** Opening DATA LISTING block **
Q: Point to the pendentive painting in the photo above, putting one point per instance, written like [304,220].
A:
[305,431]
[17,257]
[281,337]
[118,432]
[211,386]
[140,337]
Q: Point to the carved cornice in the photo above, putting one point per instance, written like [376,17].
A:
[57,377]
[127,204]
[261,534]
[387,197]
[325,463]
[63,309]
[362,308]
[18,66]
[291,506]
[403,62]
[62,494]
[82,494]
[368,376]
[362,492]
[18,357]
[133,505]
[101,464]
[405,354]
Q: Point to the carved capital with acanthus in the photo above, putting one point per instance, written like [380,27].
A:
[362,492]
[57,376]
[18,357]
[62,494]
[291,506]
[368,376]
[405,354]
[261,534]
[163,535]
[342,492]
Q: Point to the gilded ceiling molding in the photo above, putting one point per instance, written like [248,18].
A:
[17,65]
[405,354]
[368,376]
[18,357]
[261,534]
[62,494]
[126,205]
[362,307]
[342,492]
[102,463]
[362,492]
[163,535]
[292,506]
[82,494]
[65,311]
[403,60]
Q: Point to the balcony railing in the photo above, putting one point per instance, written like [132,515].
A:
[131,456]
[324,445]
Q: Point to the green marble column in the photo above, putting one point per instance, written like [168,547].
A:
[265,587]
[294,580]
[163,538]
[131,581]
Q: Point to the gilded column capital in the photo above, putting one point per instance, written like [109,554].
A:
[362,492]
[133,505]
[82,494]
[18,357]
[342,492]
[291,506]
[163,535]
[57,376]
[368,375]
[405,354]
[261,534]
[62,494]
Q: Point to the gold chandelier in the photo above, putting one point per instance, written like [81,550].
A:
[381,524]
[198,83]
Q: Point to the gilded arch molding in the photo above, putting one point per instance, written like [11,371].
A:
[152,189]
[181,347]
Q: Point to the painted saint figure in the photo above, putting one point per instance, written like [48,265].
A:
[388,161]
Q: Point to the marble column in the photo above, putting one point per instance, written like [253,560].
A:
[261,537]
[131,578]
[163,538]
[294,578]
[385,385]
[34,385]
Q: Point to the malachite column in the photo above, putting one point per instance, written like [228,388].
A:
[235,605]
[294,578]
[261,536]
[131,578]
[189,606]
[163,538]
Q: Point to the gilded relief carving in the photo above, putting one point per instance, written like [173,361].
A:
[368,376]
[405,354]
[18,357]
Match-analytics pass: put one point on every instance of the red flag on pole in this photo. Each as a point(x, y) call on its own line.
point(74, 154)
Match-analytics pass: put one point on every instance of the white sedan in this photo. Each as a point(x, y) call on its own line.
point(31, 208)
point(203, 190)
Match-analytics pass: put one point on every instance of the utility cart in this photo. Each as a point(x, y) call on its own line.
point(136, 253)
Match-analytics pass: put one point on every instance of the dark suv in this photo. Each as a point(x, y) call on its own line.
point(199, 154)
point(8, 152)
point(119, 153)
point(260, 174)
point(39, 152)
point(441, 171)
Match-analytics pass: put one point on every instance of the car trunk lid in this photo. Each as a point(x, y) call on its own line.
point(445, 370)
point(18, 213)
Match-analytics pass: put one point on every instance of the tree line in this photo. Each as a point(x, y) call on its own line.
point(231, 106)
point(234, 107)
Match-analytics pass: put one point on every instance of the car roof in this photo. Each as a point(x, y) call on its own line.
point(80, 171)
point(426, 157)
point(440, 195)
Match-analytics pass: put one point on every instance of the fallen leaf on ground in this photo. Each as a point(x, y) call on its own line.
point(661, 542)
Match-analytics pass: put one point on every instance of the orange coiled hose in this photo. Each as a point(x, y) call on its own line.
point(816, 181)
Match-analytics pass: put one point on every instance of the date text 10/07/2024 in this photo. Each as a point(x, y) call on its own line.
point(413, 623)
** Closing DATA LISTING block **
PROBLEM TO WORK ON: With every line kept whole, write out the records again exactly.

SOLVED PROBLEM:
Q: Point to the pendentive painting in the photo above, putting one point per instance, written like [304,220].
A:
[305,431]
[17,257]
[281,337]
[118,432]
[211,386]
[140,337]
Q: Point to the carved cornice in the photo above, putting one point per instance, written like [376,17].
A:
[57,377]
[127,204]
[261,534]
[387,197]
[325,463]
[63,309]
[362,308]
[18,66]
[291,506]
[403,62]
[62,494]
[82,494]
[368,376]
[362,492]
[18,357]
[133,505]
[101,464]
[405,354]
Q: Point to the carved capital with acanthus in the photo above, putting one point per instance, written like [380,27].
A:
[362,492]
[57,376]
[18,357]
[62,494]
[291,506]
[368,376]
[405,354]
[261,534]
[163,535]
[342,492]
Q: Point to the gilded ceiling molding in the photo above, putting one point per instance, written like [248,18].
A:
[17,65]
[405,354]
[368,376]
[18,357]
[261,534]
[62,494]
[126,205]
[362,307]
[342,492]
[102,463]
[362,492]
[163,535]
[292,506]
[82,494]
[65,311]
[403,60]
Q: Point to the balcony railing in the photo above, putting one point per instance, written like [132,515].
A:
[131,456]
[324,445]
Q: Point to the green marble column in the photo above, putting one point per instance, written like [168,547].
A:
[265,587]
[294,580]
[163,538]
[131,581]
Q: Point to the gilded column capital in the photo above, putting one point per instance, written like [109,554].
A:
[362,492]
[133,505]
[82,494]
[18,357]
[342,492]
[291,506]
[163,535]
[57,376]
[368,375]
[405,354]
[261,534]
[62,494]
Q: Point to the gold chandelier in the photo above, putting one point per instance, written like [81,550].
A:
[381,524]
[198,83]
Q: Point to the gilded arch molding in the photo above, putting one point per instance, written like [11,371].
A:
[152,189]
[181,347]
Q: Point to the painted saint figure in the photo above, putting one point per instance, written like [48,265].
A:
[388,161]
Q: Point to the marble column in the photo above, putting one point per instance, written like [253,560].
A:
[261,537]
[131,578]
[163,538]
[294,578]
[385,385]
[34,385]
Q: Point to the malachite column in the photo above, putting one point per instance, written like [228,388].
A:
[235,605]
[294,578]
[261,536]
[131,578]
[189,606]
[163,538]
Q: Point to the gilded relief carving in the photo above, putting one point per instance, written like [173,361].
A:
[368,376]
[405,354]
[18,357]
Match-analytics pass: put one point on every instance of the red flag on pole in this photo. Each as a point(x, y) call on its own line.
point(74, 154)
Match-analytics pass: put one point on every instance of the white sedan in this photo. Each as a point(x, y) call on its own line.
point(31, 208)
point(203, 190)
Match-analytics pass: put one point on every instance of the utility cart in this photo. Each as a point(x, y) call on its own line.
point(136, 253)
Match-analytics pass: put one point on every instance of the dark suv in this photo. Each as a point(x, y) call on its own line.
point(199, 154)
point(8, 152)
point(119, 153)
point(260, 174)
point(39, 152)
point(441, 171)
Match-analytics pass: put one point on every instance of the car trunk lid in this photo. Each as a point(x, y) call on its own line.
point(445, 370)
point(18, 213)
Match-analytics pass: put one point on every instance of the tree line in this photo. Each as a point(x, y) call on its own line.
point(231, 106)
point(234, 107)
Match-analytics pass: put one point on every instance of the car roof in this photo. Each as a point(x, y) call on its own line.
point(80, 171)
point(426, 157)
point(440, 195)
Match-analytics pass: put one point on every instance of the fallen leaf on ground in this photo. Each as a point(x, y) call on its own line.
point(661, 542)
Match-analytics pass: put one point on every instance of the orange coiled hose in this photo. Each as a point(x, y) call on its own line.
point(816, 181)
Match-analytics pass: put one point on every instance of the date text 10/07/2024 in this photo. Each as a point(x, y) call on its own line.
point(413, 623)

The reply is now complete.